◆ **Data in this exercise**:
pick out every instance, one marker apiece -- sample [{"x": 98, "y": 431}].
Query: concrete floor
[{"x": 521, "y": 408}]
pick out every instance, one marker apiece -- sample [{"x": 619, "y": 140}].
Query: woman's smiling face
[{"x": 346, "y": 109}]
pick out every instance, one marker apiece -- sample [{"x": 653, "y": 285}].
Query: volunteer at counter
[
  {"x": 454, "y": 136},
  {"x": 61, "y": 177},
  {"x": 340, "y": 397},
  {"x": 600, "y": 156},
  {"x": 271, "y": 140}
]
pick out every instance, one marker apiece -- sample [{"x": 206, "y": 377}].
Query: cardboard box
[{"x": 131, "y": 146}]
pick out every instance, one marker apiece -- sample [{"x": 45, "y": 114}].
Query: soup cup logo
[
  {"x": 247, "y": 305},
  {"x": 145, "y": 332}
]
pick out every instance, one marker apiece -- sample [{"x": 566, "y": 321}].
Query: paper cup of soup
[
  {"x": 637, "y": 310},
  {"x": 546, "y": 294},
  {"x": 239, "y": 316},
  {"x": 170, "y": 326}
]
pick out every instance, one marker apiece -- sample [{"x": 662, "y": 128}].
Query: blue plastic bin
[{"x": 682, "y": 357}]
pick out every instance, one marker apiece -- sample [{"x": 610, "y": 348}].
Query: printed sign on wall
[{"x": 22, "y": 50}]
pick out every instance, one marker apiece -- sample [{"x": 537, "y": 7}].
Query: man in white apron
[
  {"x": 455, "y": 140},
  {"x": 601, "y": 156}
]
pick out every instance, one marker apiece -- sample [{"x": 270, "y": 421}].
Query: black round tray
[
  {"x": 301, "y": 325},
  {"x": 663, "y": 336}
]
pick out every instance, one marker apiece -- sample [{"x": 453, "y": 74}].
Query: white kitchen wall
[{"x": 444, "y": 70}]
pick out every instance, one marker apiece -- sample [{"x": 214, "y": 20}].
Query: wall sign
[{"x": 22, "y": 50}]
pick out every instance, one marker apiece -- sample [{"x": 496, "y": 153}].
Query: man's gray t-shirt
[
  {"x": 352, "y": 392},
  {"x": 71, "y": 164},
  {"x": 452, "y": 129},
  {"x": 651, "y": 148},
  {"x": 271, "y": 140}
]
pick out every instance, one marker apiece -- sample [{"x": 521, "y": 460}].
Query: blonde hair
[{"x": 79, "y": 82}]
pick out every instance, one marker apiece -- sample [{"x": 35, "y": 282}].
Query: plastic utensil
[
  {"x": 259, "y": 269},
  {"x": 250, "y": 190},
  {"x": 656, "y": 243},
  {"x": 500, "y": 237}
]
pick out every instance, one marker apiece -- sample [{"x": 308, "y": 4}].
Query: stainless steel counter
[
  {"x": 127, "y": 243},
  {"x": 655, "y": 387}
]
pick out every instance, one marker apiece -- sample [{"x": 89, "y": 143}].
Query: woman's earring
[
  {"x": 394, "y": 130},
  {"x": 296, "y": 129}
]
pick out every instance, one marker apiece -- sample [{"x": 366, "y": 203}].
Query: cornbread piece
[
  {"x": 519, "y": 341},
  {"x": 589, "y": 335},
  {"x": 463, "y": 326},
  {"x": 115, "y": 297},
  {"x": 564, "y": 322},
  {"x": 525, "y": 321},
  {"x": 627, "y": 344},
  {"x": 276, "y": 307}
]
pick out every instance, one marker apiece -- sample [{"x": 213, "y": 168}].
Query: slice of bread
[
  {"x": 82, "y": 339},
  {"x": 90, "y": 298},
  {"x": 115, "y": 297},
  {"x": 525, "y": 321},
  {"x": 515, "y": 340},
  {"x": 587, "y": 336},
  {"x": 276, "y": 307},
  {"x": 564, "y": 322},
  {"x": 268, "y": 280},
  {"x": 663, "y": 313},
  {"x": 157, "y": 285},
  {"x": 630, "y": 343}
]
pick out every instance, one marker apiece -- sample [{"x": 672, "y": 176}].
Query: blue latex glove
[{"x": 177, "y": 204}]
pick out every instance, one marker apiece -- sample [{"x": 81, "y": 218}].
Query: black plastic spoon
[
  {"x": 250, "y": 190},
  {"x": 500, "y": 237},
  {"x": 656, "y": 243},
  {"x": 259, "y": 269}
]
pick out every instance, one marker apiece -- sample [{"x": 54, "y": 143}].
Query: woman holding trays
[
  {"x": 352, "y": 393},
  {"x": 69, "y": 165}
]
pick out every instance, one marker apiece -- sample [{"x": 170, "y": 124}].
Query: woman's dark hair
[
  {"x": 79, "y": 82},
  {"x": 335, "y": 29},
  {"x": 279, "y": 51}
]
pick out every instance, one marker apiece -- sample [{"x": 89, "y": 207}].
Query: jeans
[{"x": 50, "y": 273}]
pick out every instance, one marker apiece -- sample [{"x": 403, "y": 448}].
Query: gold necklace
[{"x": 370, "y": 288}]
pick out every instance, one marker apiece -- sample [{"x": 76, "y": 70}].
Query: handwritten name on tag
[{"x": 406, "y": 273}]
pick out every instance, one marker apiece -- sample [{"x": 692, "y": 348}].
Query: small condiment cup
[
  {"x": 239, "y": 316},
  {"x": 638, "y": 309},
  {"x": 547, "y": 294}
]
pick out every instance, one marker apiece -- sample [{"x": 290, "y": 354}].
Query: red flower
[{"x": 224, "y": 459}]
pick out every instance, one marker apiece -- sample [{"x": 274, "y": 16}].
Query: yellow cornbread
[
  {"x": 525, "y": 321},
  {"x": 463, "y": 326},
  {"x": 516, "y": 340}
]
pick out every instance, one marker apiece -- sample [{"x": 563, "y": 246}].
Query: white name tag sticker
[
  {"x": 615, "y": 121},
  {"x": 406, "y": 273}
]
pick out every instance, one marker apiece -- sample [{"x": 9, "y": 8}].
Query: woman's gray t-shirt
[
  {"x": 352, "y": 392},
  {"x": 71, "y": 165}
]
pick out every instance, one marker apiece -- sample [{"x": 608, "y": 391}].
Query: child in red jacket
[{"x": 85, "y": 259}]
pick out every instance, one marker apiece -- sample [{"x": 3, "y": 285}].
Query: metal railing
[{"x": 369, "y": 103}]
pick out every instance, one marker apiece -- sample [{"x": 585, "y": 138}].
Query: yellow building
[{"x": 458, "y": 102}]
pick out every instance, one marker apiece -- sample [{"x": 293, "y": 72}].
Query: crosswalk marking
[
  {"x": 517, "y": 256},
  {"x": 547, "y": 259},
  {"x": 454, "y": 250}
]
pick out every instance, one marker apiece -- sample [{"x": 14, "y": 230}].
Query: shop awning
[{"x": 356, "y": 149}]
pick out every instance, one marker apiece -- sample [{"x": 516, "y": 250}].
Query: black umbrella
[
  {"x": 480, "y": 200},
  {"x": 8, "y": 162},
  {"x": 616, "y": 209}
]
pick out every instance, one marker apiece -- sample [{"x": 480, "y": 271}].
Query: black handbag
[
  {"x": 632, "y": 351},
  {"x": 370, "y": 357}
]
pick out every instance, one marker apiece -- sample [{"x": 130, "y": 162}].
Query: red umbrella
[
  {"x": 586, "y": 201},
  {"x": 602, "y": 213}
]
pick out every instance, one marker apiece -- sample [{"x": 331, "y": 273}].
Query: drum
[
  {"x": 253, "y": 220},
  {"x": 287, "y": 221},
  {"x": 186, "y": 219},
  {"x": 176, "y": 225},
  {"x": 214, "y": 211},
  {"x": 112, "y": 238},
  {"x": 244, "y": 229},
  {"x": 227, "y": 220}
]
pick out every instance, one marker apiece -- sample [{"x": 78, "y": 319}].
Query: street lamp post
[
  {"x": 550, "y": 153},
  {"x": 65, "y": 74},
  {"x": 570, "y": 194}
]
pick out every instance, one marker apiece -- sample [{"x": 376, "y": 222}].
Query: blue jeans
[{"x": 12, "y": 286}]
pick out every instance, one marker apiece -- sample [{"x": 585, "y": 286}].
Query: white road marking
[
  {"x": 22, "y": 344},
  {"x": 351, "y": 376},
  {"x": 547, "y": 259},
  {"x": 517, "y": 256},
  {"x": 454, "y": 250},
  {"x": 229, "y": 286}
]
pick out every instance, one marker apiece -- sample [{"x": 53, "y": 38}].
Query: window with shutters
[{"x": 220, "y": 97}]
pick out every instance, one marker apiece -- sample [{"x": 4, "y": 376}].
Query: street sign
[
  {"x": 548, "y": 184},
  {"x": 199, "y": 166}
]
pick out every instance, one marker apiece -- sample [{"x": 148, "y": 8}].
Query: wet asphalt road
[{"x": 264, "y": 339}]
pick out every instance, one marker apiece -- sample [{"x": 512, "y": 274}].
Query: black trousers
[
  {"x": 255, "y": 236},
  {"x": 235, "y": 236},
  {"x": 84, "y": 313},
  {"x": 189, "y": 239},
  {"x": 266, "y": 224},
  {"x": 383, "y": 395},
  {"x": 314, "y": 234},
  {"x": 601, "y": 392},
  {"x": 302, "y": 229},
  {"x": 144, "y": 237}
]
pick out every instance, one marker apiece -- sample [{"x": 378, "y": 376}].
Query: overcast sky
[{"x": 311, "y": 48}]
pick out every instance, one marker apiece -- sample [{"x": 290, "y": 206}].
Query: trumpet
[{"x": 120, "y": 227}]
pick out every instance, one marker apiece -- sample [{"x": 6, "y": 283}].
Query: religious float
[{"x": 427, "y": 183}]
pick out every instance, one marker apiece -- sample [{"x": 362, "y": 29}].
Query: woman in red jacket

◆ **Your instructions**: How many lines in the entries above contain the word "blue"? Case matters, so count only exact matches, and give the number alone.

◆ **Task answer**: 3